▶ _Required action A_
Answer these questions about the excerpt on alcohol and body temperature, marking each answer to match:
(i) According to the opening paragraph, what does alcohol actually do to body temperature?
(ii) What kind of substance does the numbered reply call alcohol?
(iii) Where does the numbered reply say temperature-sensing nerves are found?
▶ _Required action B_
Write the next part of the excerpt on alcohol and body temperature, picking up right after its final sentence.

Start of Excerpted text

It's kind of ironic to drink vodka to warm up. I believe that alcohol actually lowers your body temperature (thus you feel warm, since the outside gets comparatively warmer)...

Mike said...

1. The first part of what Lisa said is true, that alcohol makes your core temperature lower, but that is because it is a vasodilator, which means it causes your peripheral capillaries (for example, in your skin) to get bigger. However, you feel warmer not because of the relative temperature difference between body core and environment, but more because your peripheral nerves (again, in your skin) are now surrounded by warm blood. Normally, when your body needs to conserve heat your peripheral capillaries will constrict, so more warm blood remains in the central structures; by lowering the amount of blood that gets to the skin and limbs, you minimize the surface area of heat radiation from your blood. But you feel cold because temperature sensing nerves only are found in skin (e.g. your stomach or brain can never really "feel" cold the way your muscles and skin can)...but feeling cold is good, because then you'll try to find a warmer place.

End of Excerpted text
Start of Excerpted records

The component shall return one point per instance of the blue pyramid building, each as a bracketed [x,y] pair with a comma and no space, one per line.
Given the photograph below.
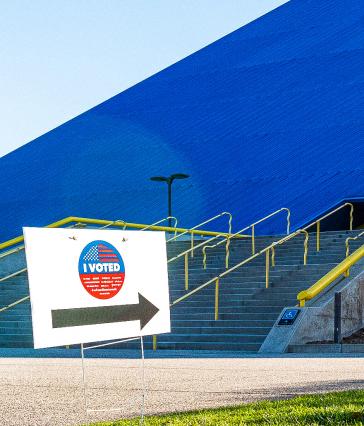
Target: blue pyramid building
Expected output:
[270,116]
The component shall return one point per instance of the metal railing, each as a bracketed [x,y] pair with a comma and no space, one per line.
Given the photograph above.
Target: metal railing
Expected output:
[330,277]
[347,245]
[102,222]
[318,221]
[194,230]
[270,249]
[252,227]
[217,278]
[347,249]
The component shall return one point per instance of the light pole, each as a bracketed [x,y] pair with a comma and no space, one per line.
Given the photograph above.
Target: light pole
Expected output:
[169,180]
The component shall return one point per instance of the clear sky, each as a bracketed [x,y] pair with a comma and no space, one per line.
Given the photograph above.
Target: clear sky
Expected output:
[59,58]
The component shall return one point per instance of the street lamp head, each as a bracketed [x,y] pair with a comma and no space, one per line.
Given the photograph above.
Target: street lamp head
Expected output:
[170,178]
[179,176]
[159,179]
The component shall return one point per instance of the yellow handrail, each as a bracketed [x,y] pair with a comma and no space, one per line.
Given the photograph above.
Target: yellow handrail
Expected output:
[23,299]
[330,277]
[223,274]
[252,227]
[193,231]
[70,219]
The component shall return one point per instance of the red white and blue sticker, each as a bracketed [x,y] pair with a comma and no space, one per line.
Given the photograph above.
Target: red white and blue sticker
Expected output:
[101,269]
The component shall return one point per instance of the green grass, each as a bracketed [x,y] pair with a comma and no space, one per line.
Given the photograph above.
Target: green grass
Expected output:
[338,408]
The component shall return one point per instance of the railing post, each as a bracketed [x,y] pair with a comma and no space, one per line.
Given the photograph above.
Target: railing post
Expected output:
[288,221]
[305,250]
[267,268]
[351,216]
[253,239]
[186,271]
[217,299]
[337,318]
[227,251]
[347,252]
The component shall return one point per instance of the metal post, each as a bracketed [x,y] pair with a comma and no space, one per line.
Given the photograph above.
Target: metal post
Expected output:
[337,318]
[217,299]
[253,239]
[83,379]
[143,382]
[186,271]
[267,261]
[351,216]
[169,183]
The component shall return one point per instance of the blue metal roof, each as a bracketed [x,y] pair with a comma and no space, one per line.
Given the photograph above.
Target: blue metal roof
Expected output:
[271,115]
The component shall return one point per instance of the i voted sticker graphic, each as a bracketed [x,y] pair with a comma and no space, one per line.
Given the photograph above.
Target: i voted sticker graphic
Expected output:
[101,269]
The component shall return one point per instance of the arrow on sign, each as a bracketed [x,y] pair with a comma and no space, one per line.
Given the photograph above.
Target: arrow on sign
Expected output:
[143,311]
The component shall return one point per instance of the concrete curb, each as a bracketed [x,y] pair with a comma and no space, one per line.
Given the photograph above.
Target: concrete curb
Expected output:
[327,348]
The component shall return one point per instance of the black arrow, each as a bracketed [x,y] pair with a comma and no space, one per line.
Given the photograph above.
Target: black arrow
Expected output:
[143,311]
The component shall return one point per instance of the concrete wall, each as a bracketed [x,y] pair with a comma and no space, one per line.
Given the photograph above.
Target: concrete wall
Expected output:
[316,323]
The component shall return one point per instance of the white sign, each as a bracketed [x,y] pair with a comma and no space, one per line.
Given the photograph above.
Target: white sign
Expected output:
[94,285]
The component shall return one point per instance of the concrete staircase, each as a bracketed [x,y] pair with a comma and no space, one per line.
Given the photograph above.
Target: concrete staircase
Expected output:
[247,309]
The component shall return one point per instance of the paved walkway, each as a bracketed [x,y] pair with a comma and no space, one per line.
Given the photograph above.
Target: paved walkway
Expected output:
[41,392]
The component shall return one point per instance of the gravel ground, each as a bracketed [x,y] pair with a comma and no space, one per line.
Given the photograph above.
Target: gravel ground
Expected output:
[49,391]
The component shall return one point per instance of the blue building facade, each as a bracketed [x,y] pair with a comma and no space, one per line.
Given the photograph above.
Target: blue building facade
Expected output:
[270,116]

End of Excerpted records

▶ _Exercise result A_
(i) It lowers body temperature.
(ii) A vasodilator.
(iii) Only in the skin.

▶ _Exercise result B_
2. Like Christina, I also get asked "are you cold" a lot from my grandmother, but I think that may be because it is one of two Cantonese sentences which I can actually answer in more than one way (the other being "have you eaten yet?").
3. Isn't Aslan the name of the lion/ the Jesus figure in the Lion, the Witch, and the Wardrobe?
4. How about benches? Are you allowed to sit on outside benches in the winter? How is that distinguished from a concrete block?

Leslie said...

Woo, gold star for all of you for reading such a long post!

Christina:
Yes, I think the Greeks and the Russians have more in common than a few letters of the alphabet and Orthodoxy... Russians are also very, very concerned about drafts, even (especially?) in summer. I think it's more of that temperature fluctuation thing. No one's ever warned me about water and menstruation, but I think that's just because I don't have anyone here who's willing to get quite that personal with me. I'd bet there's some kind of similar belief.

Lisa:
Well, it definitely feels warm going down! But I believe you're right, and Dr. Chan apparently confirms it. :) Also, I STILL owe you an email. Sorry I'm lame!

Mike:
1. Someone's a med student, eh?
2. Maybe it's a universal grandma thing. My grandma always puts like 7 blankets on the bed when I stay over at her house, and she's a "chistaya amerikanka" (red-blooded American), as the Russians say.
3. Yes, Aslan = the thinly-veiled Christ figure of the Chronic(what?)cles of Narnia, which is why I was suggesting that it's ironic that it's a Muslim name. Wonder where C.S. Lewis got it...
4. As for benches, there's no rule against it, so I think that's one of those questions you're not supposed to ask. :)

Celine said...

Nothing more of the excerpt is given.